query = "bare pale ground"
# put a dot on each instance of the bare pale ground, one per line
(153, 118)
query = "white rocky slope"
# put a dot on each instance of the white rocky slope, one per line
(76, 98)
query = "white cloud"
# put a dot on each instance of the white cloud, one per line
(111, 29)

WHAT TO PRODUCE
Render all the entries above as a numbered list, one line per item, with blank lines left out.

WRITTEN REPLY
1. query = "bare pale ground"
2. # put a dot on each instance of the bare pale ground, one per line
3. (153, 118)
4. query = "white rocky slope"
5. # put a dot on each instance of the white rocky slope, one per line
6. (76, 98)
7. query = "white cloud"
8. # put a dot on each instance of the white cloud, one per line
9. (111, 29)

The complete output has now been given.